[Source data]
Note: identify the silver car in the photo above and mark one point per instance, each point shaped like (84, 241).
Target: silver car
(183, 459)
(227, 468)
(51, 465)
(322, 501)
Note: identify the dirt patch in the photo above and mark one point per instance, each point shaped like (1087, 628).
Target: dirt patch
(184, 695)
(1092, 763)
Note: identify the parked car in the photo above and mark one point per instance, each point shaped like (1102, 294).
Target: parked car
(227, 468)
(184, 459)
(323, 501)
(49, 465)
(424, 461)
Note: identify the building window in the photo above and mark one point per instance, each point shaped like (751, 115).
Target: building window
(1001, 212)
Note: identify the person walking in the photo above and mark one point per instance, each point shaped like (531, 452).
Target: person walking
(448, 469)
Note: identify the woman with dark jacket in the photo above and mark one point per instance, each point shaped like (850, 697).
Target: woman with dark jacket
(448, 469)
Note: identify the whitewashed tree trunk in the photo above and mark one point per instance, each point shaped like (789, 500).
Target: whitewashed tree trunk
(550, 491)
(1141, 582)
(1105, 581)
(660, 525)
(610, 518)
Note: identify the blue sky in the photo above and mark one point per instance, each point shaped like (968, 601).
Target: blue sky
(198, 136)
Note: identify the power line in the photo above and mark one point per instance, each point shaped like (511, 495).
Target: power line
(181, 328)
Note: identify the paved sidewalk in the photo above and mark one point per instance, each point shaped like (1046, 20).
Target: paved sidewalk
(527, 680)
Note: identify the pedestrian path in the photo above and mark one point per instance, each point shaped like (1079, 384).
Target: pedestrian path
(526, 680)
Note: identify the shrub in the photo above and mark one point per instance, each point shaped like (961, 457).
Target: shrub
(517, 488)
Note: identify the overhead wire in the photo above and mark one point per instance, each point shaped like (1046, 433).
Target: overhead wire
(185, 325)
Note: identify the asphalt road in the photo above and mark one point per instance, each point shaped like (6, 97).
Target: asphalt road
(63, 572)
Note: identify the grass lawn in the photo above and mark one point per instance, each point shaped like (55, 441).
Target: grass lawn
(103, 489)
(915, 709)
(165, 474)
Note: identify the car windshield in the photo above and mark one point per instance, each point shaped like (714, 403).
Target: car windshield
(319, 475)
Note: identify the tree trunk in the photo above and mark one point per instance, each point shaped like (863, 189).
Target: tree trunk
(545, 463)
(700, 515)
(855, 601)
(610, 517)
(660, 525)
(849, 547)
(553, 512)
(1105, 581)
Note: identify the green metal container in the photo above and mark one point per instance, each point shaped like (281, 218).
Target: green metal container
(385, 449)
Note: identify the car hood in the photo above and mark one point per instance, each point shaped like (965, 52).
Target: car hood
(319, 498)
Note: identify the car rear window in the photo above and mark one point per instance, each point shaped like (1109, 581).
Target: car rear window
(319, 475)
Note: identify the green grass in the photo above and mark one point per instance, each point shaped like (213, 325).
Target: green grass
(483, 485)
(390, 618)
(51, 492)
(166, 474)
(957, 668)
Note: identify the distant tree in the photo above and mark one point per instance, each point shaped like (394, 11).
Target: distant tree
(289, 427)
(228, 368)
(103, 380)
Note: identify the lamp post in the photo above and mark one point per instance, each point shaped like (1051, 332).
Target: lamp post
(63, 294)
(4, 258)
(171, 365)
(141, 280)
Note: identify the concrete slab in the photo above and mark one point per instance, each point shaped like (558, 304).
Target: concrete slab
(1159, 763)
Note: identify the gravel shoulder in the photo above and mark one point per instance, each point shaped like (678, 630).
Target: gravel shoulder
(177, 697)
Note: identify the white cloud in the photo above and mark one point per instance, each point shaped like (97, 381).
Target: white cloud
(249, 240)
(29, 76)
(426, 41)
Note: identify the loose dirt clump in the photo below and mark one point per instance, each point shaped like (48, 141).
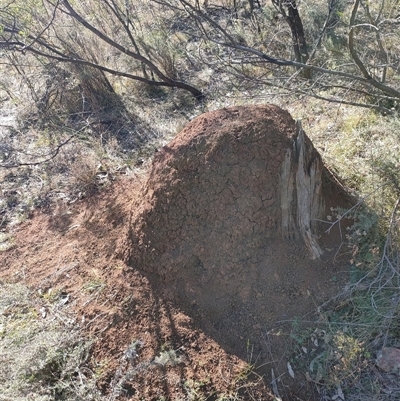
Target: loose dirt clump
(186, 279)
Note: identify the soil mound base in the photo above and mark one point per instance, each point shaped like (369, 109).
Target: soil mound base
(211, 231)
(210, 274)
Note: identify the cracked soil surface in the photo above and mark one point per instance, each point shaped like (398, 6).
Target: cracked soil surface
(190, 258)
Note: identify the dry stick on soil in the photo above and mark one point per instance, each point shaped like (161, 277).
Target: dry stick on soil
(387, 271)
(49, 156)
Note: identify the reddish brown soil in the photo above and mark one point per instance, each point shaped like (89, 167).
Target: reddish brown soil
(192, 260)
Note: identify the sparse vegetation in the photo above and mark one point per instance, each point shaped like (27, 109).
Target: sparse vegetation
(79, 110)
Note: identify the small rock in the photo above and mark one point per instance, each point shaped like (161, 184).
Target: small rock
(388, 360)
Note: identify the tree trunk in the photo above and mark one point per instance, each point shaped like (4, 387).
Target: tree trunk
(298, 37)
(301, 192)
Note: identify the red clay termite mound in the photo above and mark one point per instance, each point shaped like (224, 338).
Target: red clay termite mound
(228, 220)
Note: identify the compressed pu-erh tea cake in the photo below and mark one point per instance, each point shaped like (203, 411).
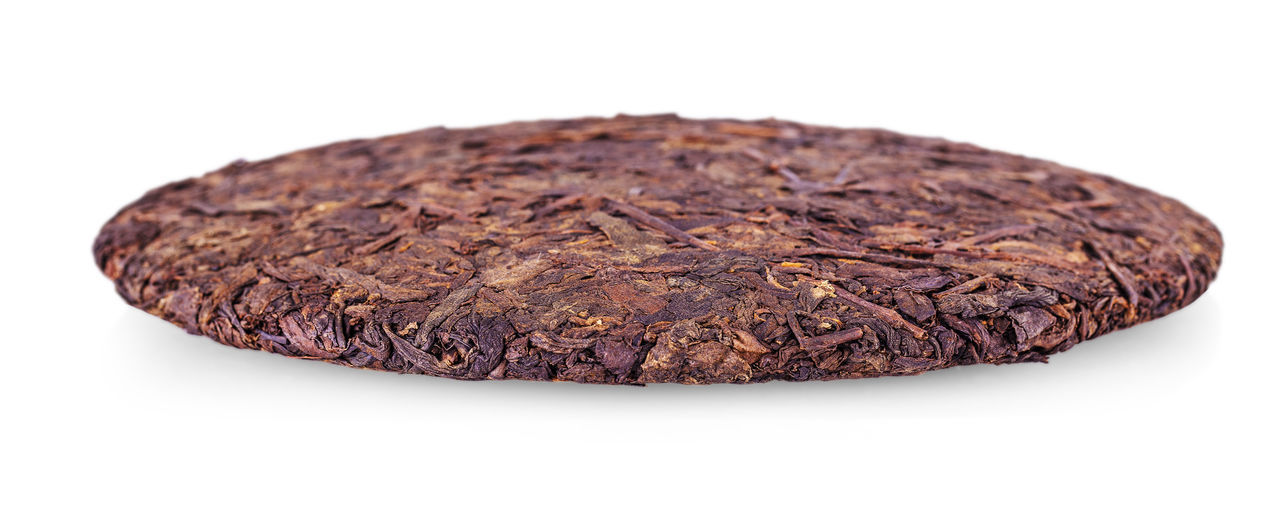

> **Aim of the exercise**:
For this exercise, transcribe the data exactly but without its pictures.

> **Solution to this exercise**:
Note: identify the silver car in the photo above and mark one point per instance, each point shaped like (84, 241).
Target: silver car
(183, 459)
(227, 468)
(51, 465)
(322, 501)
Note: identify the dirt patch in the photo above and mark one point per instance, each point shaped like (1087, 628).
Target: dirt patch
(184, 695)
(1092, 763)
Note: identify the parked car in the photo above and mark one point per instance, each point shaped like (1102, 294).
Target: parked car
(227, 468)
(184, 459)
(323, 501)
(49, 465)
(424, 461)
Note: identify the building window in the photo above and mark one point per instance, each point shaped like (751, 115).
Target: building window
(1001, 212)
Note: identify the person walking in the photo above and mark one point per instance, each point shaped like (531, 452).
Target: person walking
(448, 469)
Note: identify the woman with dark jacket in the photo above and mark one point per instance, each point shaped like (850, 697).
Target: woman with dark jacket
(448, 469)
Note: identify the whitewashed tree trunk in the photo above and mark one point per instance, each point shaped like (789, 500).
Target: whitewashed tree trunk
(550, 491)
(1141, 582)
(1105, 581)
(660, 525)
(610, 518)
Note: identify the blue sky in the photo above and mark one point per instance, each point shaped like (968, 601).
Target: blue sky
(198, 136)
Note: identify the power line in the photo above and mark one point per instance, each point shaped like (511, 495).
Target: power line
(181, 328)
Note: identify the paved sidewalk in the photo above and mark one point per instance, each point shaped like (1046, 20).
Target: paved sidewalk
(527, 680)
Note: identify the pedestrian path in the photo above and mark one point per instance, each point shaped like (1079, 384).
Target: pedestrian path
(526, 680)
Note: identify the shrub in the photo above and mark one point per instance, each point shaped like (961, 457).
Target: shrub
(517, 488)
Note: identify the overhead wire in the photo above and mark one point per instance, each point shaped like (1046, 433).
Target: overhead wire
(185, 325)
Note: identify the asphalt road in the photo above and mark one point per instance, each point shaped like (6, 97).
Target: asphalt road
(63, 572)
Note: identify the grass lawn in the photo above and mark one point per instance, each point shaped like (55, 441).
Target: grass lawn
(103, 489)
(915, 709)
(165, 474)
Note: identify the car windshield in the photo above and mark one point per instance, each point shaped like (714, 403).
Target: car windshield
(319, 475)
Note: identify the tree trunk in the photo above and mark one point per instance, each point shaped like (863, 189).
Target: tree trunk
(545, 463)
(700, 515)
(855, 601)
(610, 517)
(660, 525)
(849, 547)
(553, 512)
(1105, 581)
Note: identify the green metal container in the photo above and mark one point per instance, each point shaped like (281, 218).
Target: green metal container
(385, 449)
Note: identify the car hood in the photo above and mark one point per instance, each point shaped like (965, 52).
Target: car hood
(319, 498)
Note: identify the car rear window in the photo above and mark one point per instance, each point shaped like (1109, 581).
Target: car rear window
(319, 475)
Note: identify the green grass in the photo above and mark one point per instance, each point shaped like (213, 325).
Target: green grass
(483, 485)
(390, 618)
(51, 492)
(166, 474)
(957, 668)
Note: identify the distant tree in the photo above and mark one point per instance, each point shaped like (394, 11).
Target: distant tree
(289, 427)
(228, 368)
(103, 380)
Note: identify the lamp post in the photo above and mark one point per instance, each point shaped like (1051, 332).
Target: lamp post
(63, 294)
(4, 258)
(171, 365)
(141, 280)
Note: identify the concrete slab in the photo above and mark one point per instance, each point shaped like (558, 304).
Target: concrete slab
(1159, 763)
Note: identify the gravel shoulder in the photo above and mark one point per instance, each point shaped like (678, 630).
Target: gravel shoulder
(177, 697)
Note: identify the white cloud in the photo above and mark one point per instance, each point shaped like (97, 381).
Target: white cloud
(249, 240)
(29, 76)
(426, 41)
Note: identify the loose dirt clump in the photo below and mark one point per instance, each point shaped like (48, 141).
Target: loose dirt clump
(186, 279)
Note: identify the soil mound base in the photo above and mark one point per instance, each point shaped like (369, 109).
Target: soil mound base
(211, 231)
(210, 274)
Note: identify the cracked soil surface in the photo above and mark one point per instance, each point shaped like (398, 6).
Target: cracked soil surface
(190, 258)
Note: identify the dry stick on soil in the photo above and mark one point per instance, each point shaped like (161, 277).
Target: dry stick on soil
(387, 271)
(49, 156)
Note: identify the reddish brown soil in the photo above and mark one point per instance, each point shaped like (89, 167).
Target: reddish brown soil
(192, 260)
Note: identify the sparse vegetation in the photo above and mark one point per instance, each point shaped like (27, 109).
Target: sparse vegetation
(79, 110)
Note: identify the small rock in the photo above and mark one point per instance, each point shaped like (161, 184).
Target: small rock
(388, 360)
Note: identify the tree trunk in the photo above and mark one point per instance, each point shaped like (4, 387).
Target: tree trunk
(298, 37)
(301, 192)
Note: identify the red clay termite mound in the photo above and mark one point per instance, each point shaped like (224, 338).
Target: red clay termite mound
(228, 220)
Note: identify the compressed pu-erh tea cake in the photo below and mark one point per instance, each point shaped like (203, 411).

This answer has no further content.